▸ PAGE EXTRACT:
▼
It's Friendship Day, a recently commemorated holiday which I do not observe, since I am not 16 and have an aesthetic issue with friendship bands
Illustration/Ravi Jadhav
ADVERTISEMENT
It's Friendship Day, a recently commemorated holiday which I do not observe, since I am not 16 and have an aesthetic issue with friendship bands. But I do think it's a worthwhile thing to have a day dedicated to a consideration of The Big F, yaniki Friendship.
Every day is not a good day to think about friendship, mostly because friendship is a practice, like feminism or art. It has some basic tenets of loyalty, commonality and enjoyment; a basic craft – reciprocity, engagement, appreciation. But eventually, each friendship defines its own rules, rhythms and intensity, finds its own optimal combination of togetherness and separateness.
The other night, my friend N wondered aloud to me, "What is it that makes someone who lives in Thane, call someone who lives in Versova, and on their one free day, make a plan to go 30 km across town to Colaba, to just do things together? It's a lovely mystery, isn't it?"
▲
(Items from a dataset)
▼
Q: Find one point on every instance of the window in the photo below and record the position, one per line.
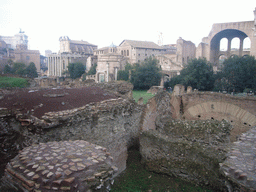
(101, 78)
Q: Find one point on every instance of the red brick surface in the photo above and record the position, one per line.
(37, 104)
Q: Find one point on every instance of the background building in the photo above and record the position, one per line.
(15, 48)
(70, 52)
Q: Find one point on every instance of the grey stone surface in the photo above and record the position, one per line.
(61, 166)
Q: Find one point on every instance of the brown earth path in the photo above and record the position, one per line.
(39, 102)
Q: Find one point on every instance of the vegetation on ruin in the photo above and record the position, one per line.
(141, 93)
(124, 74)
(10, 82)
(76, 70)
(92, 70)
(142, 75)
(137, 178)
(238, 75)
(146, 74)
(198, 73)
(21, 69)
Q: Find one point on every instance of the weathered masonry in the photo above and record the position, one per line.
(205, 138)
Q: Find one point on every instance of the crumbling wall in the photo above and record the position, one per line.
(191, 150)
(113, 124)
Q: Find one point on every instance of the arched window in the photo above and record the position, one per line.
(224, 44)
(222, 58)
(247, 44)
(235, 44)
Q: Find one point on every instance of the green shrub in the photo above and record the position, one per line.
(9, 82)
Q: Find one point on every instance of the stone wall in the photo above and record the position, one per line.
(178, 142)
(191, 150)
(112, 124)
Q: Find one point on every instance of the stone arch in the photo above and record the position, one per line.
(228, 34)
(223, 44)
(247, 44)
(241, 119)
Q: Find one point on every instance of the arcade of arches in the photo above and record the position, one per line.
(227, 39)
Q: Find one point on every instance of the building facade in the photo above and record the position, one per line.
(70, 52)
(12, 41)
(138, 51)
(15, 48)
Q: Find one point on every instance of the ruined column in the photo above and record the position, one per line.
(48, 65)
(229, 47)
(241, 47)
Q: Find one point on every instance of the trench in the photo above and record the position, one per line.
(137, 178)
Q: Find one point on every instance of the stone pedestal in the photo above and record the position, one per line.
(61, 166)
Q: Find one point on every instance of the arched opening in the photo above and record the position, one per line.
(235, 44)
(247, 44)
(224, 44)
(222, 59)
(225, 41)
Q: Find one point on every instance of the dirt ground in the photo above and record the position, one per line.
(38, 102)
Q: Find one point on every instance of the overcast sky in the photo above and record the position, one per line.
(102, 22)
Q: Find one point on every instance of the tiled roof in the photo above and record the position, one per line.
(81, 42)
(142, 44)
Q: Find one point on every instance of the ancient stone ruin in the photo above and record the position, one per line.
(75, 138)
(61, 166)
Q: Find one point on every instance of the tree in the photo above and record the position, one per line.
(76, 70)
(240, 73)
(8, 69)
(19, 69)
(92, 70)
(124, 74)
(146, 74)
(197, 74)
(31, 70)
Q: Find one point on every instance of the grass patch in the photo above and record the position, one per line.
(10, 82)
(137, 179)
(141, 93)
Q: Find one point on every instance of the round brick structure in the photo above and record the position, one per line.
(61, 166)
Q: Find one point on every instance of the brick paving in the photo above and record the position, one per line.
(240, 166)
(60, 166)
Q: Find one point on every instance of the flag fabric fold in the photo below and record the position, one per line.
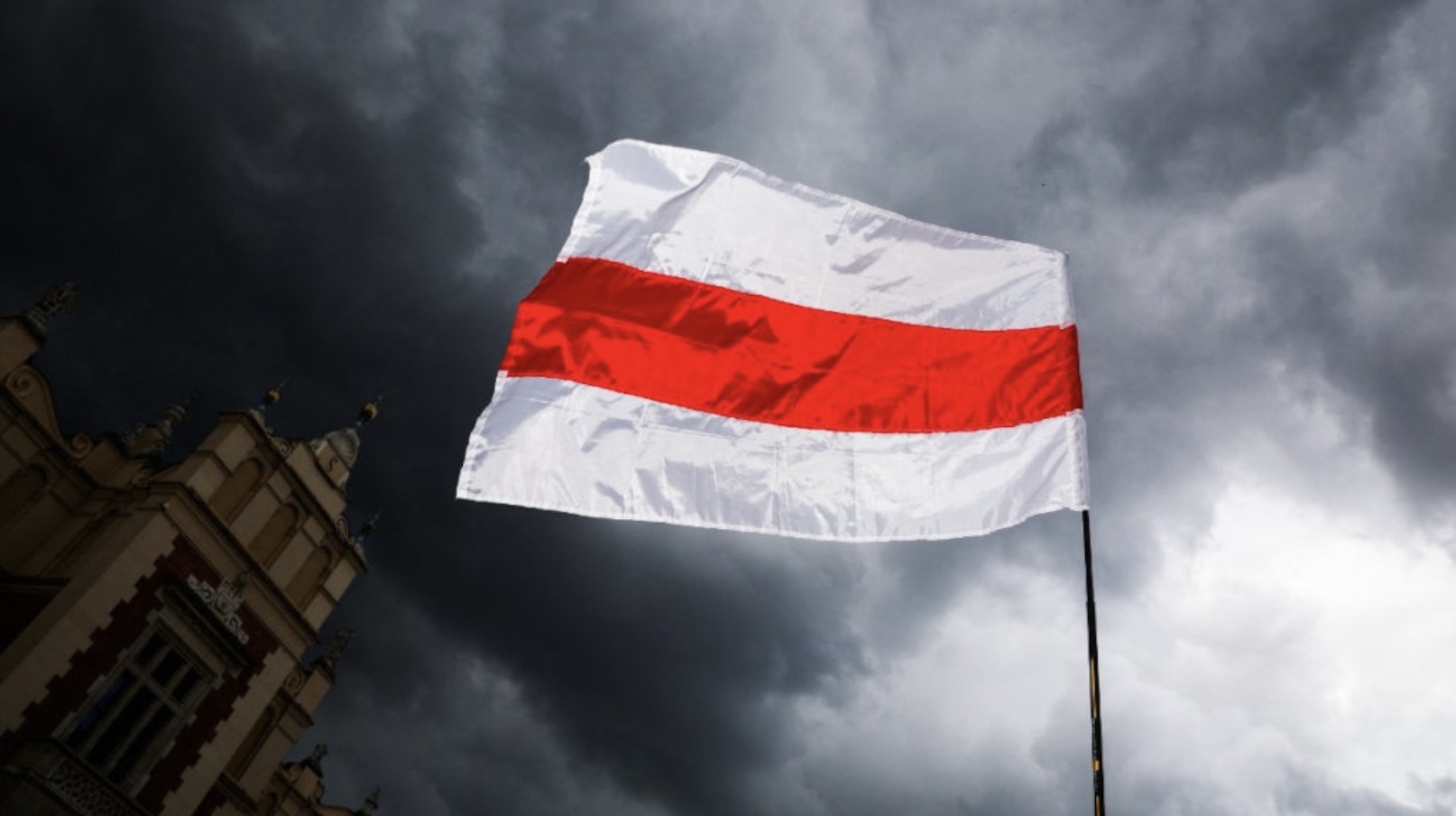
(720, 348)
▲
▸ WORK INSTRUCTIONS:
According to the essay on friendship above, what are the basic tenets of friendship?

▸ THE OUTPUT:
Loyalty, commonality and enjoyment.